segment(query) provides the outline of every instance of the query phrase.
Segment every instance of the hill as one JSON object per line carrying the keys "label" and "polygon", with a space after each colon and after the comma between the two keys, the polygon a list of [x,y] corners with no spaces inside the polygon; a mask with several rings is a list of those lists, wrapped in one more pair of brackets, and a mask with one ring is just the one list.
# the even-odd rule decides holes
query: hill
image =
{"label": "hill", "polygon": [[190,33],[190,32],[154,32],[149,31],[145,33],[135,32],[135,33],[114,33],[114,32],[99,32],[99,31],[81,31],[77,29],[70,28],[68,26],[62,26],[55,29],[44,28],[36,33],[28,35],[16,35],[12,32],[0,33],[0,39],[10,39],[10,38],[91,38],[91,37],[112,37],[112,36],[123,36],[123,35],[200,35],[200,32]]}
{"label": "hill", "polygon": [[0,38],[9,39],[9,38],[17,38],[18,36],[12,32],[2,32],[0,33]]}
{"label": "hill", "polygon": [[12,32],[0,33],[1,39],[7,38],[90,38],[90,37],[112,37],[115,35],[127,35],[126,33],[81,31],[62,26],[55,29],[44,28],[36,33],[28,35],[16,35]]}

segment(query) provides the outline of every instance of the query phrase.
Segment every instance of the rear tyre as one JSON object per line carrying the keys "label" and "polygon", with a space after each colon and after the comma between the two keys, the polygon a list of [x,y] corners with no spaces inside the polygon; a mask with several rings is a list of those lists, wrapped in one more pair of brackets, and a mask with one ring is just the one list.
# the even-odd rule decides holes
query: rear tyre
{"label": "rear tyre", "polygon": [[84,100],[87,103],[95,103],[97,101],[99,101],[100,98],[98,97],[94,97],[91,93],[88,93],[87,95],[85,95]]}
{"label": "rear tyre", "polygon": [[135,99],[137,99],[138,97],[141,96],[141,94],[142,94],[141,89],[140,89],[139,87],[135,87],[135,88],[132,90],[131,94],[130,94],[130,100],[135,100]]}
════
What to work on - Please output every record, keeping each line exact.

Exercise result -
segment(query) provides the outline of every instance of the query phrase.
Segment every instance of the hill as one JSON object per line carrying the keys "label" and "polygon", with a space after each colon and after the comma between the two keys, the polygon a list of [x,y] corners with no spaces inside the polygon; a mask with several rings is a list of those lists, wrapped in one more pair of brackets, and a mask with one ring is just the one list.
# the even-odd rule decides holes
query: hill
image =
{"label": "hill", "polygon": [[190,33],[190,32],[154,32],[149,31],[145,33],[135,32],[135,33],[114,33],[114,32],[99,32],[99,31],[81,31],[77,29],[70,28],[68,26],[62,26],[55,29],[44,28],[36,33],[28,35],[16,35],[12,32],[0,33],[0,39],[10,39],[10,38],[91,38],[91,37],[112,37],[112,36],[123,36],[123,35],[200,35],[200,32]]}
{"label": "hill", "polygon": [[0,38],[9,39],[9,38],[17,38],[18,36],[12,32],[2,32],[0,33]]}
{"label": "hill", "polygon": [[12,32],[0,33],[1,39],[7,38],[90,38],[90,37],[112,37],[115,35],[127,35],[126,33],[81,31],[62,26],[55,29],[44,28],[36,33],[28,35],[16,35]]}

segment(query) provides the outline of every instance of the query phrase.
Segment every instance of the rear tyre as one JSON object per line carrying the keys "label" and "polygon", with a space after each colon and after the comma between the two keys, the polygon a list of [x,y] corners with no spaces inside the polygon; a mask with several rings is a list of those lists, wrapped in one more pair of brackets, and a mask with one ring is just the one list.
# the even-odd rule decides holes
query: rear tyre
{"label": "rear tyre", "polygon": [[84,100],[87,103],[95,103],[97,101],[99,101],[100,98],[98,97],[94,97],[91,93],[88,93],[87,95],[85,95]]}
{"label": "rear tyre", "polygon": [[135,99],[137,99],[138,97],[141,96],[141,94],[142,94],[141,89],[140,89],[139,87],[135,87],[135,88],[132,90],[131,94],[130,94],[130,100],[135,100]]}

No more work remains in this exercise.